[begin DATA ENTRIES]

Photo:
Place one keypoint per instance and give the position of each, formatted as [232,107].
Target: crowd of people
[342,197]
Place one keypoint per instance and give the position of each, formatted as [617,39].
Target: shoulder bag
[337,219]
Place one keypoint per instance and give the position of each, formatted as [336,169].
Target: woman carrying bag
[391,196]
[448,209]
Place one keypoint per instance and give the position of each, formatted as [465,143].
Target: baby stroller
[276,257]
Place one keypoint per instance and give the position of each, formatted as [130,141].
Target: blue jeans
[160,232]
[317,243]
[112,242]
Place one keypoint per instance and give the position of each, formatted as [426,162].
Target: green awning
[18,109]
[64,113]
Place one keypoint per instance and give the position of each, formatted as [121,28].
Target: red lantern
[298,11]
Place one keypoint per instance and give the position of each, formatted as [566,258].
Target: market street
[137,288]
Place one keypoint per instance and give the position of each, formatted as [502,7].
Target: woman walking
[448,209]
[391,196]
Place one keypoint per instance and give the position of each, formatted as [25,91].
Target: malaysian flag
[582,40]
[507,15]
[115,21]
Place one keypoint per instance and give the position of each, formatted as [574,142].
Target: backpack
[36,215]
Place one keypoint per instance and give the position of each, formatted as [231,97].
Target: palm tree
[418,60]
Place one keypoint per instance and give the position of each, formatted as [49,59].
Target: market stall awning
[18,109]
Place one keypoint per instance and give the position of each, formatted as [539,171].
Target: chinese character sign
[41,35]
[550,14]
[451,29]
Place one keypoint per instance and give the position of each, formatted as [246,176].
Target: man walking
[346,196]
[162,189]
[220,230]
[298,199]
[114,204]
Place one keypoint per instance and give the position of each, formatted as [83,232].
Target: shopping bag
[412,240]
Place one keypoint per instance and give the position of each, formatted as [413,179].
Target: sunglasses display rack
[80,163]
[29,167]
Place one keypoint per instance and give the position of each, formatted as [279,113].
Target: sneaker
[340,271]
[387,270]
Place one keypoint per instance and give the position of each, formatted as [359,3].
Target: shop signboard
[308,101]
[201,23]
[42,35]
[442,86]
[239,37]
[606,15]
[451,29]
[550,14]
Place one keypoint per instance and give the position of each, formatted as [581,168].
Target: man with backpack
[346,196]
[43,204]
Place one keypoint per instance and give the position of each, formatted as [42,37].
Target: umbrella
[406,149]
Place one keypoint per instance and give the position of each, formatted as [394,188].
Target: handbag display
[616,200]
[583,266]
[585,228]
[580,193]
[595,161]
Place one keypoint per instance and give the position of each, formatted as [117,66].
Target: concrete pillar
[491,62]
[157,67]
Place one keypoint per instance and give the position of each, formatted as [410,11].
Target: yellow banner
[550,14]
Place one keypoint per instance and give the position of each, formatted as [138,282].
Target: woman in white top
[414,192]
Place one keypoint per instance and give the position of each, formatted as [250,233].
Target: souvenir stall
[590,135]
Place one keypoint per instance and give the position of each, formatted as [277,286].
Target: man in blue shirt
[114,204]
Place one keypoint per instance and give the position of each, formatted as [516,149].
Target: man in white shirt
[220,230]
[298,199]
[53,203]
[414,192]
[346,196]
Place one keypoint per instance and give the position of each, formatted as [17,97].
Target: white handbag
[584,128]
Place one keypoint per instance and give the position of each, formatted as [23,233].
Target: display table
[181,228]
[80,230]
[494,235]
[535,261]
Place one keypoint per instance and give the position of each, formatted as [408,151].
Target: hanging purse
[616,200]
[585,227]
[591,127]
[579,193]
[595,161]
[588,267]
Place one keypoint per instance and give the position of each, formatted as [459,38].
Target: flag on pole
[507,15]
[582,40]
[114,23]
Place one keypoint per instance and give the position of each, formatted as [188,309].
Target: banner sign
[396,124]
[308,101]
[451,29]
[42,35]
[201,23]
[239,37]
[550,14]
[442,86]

[end DATA ENTRIES]
[begin DATA ENTRIES]

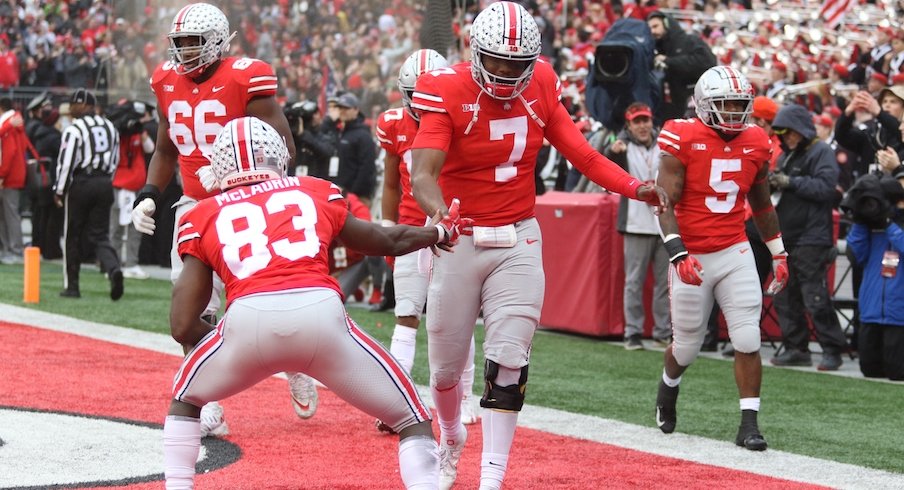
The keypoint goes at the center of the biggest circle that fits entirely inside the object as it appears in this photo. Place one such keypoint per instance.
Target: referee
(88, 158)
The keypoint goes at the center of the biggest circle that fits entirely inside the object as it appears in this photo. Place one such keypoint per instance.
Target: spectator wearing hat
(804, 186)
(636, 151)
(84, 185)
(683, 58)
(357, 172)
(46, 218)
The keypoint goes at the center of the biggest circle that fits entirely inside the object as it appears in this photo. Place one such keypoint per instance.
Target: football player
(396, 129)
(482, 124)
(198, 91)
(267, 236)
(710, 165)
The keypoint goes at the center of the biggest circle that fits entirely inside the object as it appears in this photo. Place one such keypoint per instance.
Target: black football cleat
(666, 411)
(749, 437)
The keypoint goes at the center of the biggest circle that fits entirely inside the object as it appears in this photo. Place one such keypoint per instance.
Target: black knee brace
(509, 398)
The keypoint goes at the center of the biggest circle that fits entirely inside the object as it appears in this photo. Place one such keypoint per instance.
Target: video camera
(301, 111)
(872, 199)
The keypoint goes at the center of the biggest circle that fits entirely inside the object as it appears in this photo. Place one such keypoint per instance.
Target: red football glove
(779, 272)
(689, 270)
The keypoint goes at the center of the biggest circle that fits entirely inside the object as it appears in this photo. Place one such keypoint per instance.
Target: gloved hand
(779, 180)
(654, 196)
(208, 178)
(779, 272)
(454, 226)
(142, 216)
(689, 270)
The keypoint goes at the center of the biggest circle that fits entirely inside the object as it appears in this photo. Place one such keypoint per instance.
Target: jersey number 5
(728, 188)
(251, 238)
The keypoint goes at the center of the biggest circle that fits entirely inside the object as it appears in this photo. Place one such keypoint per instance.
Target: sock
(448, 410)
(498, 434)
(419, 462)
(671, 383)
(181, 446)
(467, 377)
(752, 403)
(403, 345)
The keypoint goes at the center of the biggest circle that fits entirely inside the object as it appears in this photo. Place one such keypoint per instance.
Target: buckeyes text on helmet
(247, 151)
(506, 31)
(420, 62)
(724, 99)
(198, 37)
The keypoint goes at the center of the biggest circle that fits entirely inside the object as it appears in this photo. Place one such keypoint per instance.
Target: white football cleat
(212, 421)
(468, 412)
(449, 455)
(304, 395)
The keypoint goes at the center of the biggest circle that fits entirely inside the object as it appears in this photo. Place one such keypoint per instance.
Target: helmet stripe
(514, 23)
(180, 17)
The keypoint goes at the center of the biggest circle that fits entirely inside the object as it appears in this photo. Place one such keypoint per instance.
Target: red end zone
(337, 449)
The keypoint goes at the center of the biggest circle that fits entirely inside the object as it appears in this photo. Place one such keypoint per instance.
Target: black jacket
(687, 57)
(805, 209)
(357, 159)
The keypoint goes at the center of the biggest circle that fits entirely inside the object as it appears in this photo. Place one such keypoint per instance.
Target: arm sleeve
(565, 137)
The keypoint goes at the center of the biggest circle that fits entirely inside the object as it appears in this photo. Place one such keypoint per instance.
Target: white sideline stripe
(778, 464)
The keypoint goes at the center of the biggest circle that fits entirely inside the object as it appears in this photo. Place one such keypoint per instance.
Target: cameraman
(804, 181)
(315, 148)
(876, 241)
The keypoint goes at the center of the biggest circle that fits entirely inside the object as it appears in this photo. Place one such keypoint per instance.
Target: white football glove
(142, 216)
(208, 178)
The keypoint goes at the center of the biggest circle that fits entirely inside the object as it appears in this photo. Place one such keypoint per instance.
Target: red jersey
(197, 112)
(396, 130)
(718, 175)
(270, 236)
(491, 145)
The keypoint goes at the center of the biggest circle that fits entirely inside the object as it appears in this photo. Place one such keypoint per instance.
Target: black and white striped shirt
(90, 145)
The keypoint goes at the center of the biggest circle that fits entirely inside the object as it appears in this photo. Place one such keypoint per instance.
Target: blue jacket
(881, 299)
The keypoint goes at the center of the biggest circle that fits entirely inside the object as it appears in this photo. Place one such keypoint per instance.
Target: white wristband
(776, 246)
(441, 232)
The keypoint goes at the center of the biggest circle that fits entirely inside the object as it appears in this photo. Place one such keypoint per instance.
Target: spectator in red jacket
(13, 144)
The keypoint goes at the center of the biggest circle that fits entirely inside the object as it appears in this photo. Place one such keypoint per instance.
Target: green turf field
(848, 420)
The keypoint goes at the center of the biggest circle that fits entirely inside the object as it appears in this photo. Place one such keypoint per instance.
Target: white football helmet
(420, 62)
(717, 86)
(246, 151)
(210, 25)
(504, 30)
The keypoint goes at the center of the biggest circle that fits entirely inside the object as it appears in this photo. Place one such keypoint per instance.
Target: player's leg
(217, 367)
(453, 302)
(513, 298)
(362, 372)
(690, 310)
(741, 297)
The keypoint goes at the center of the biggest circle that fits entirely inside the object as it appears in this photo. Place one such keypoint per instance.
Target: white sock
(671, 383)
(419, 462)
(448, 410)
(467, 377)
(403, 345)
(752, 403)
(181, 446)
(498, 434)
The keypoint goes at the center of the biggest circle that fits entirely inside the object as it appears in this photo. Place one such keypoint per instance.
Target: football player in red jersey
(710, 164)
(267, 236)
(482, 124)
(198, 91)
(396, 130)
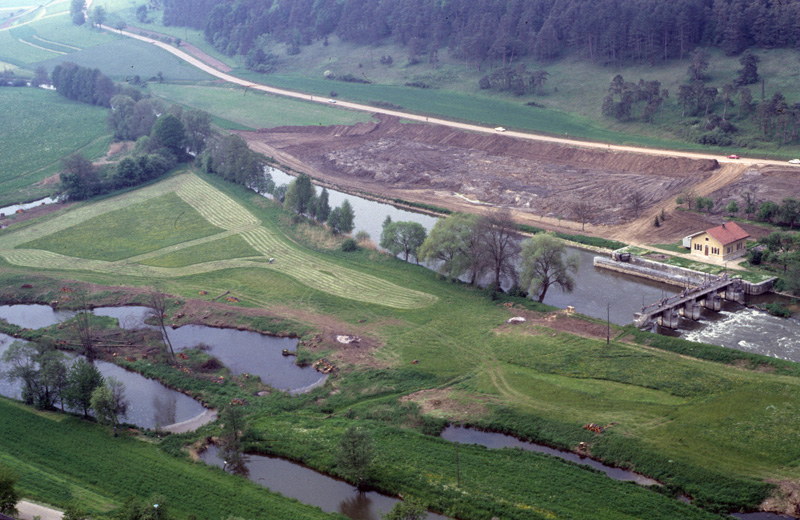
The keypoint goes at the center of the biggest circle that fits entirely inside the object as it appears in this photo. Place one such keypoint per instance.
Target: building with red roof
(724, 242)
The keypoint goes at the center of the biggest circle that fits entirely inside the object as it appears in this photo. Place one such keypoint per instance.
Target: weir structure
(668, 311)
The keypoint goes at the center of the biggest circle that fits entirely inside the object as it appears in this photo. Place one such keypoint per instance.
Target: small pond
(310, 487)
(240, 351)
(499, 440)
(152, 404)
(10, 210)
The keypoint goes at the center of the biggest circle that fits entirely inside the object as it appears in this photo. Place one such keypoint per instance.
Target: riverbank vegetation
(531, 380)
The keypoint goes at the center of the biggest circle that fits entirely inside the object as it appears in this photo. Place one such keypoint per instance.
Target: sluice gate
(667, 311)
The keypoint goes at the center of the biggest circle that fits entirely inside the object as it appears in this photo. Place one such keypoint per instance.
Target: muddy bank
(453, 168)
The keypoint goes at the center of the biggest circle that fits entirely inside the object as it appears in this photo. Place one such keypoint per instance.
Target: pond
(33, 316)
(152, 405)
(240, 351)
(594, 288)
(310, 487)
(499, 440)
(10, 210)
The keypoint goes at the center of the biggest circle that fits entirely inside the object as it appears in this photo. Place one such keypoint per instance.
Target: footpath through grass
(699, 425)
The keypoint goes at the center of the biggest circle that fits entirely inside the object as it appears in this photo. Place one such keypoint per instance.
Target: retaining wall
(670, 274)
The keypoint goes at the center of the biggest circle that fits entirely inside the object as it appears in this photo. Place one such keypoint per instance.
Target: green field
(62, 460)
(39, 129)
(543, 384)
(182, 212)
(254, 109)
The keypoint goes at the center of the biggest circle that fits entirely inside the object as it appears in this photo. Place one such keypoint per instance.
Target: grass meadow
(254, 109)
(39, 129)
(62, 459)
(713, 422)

[end DATA ENTRIES]
[begin DATA ENTRIES]

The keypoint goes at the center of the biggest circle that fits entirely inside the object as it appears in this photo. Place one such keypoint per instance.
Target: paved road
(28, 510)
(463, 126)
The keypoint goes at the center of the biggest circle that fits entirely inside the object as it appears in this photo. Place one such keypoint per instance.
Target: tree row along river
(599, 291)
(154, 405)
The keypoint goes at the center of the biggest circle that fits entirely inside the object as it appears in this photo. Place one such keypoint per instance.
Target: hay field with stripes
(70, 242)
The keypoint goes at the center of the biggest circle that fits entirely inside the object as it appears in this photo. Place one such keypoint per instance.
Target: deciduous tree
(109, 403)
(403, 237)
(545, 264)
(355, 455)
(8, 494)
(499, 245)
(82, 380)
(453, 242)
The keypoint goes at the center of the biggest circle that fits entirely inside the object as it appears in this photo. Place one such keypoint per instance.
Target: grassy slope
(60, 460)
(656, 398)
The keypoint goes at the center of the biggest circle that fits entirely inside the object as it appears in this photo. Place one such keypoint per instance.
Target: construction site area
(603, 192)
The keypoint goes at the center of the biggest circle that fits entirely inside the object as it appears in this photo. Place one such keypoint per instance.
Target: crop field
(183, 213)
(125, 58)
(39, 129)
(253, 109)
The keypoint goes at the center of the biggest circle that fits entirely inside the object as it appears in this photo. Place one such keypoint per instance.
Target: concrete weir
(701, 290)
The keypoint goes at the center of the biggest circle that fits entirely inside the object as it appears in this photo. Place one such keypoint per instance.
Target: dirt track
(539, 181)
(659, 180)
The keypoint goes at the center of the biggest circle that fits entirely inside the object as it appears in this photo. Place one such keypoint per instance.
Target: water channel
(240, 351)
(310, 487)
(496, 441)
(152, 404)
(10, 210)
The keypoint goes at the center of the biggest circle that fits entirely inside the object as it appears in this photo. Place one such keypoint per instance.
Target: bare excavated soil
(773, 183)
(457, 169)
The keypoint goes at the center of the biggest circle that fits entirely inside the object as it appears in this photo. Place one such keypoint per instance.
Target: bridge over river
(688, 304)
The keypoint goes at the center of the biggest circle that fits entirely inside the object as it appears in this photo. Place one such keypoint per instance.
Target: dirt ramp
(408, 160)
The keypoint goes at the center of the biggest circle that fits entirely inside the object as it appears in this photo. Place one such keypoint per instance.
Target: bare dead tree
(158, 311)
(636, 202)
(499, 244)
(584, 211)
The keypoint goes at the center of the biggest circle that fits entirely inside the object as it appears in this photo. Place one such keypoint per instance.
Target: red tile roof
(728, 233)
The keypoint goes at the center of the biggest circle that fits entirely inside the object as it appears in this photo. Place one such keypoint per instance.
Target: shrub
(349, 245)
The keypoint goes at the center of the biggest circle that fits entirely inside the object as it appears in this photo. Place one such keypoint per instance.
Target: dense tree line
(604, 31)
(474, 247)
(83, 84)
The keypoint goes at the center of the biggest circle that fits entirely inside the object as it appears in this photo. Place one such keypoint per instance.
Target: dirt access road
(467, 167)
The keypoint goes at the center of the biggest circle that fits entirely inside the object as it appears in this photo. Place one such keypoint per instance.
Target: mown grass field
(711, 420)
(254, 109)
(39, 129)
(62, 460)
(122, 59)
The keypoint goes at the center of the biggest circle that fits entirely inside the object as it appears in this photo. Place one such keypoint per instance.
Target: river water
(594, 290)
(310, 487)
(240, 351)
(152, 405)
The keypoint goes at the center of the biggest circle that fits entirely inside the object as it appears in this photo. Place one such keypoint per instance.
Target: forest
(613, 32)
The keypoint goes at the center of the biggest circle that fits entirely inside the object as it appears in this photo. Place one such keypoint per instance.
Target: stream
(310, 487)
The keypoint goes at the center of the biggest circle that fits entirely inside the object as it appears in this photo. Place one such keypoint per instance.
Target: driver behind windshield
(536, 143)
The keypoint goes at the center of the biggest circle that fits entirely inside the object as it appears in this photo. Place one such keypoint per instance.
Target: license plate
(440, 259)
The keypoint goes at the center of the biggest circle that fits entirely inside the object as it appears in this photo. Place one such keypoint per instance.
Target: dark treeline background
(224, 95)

[end DATA ENTRIES]

> **WHAT IS NEEDED**: How many lines in the entries above contain the word "white"? Reply with the number alone.

> **CORRECT RESULT**: 10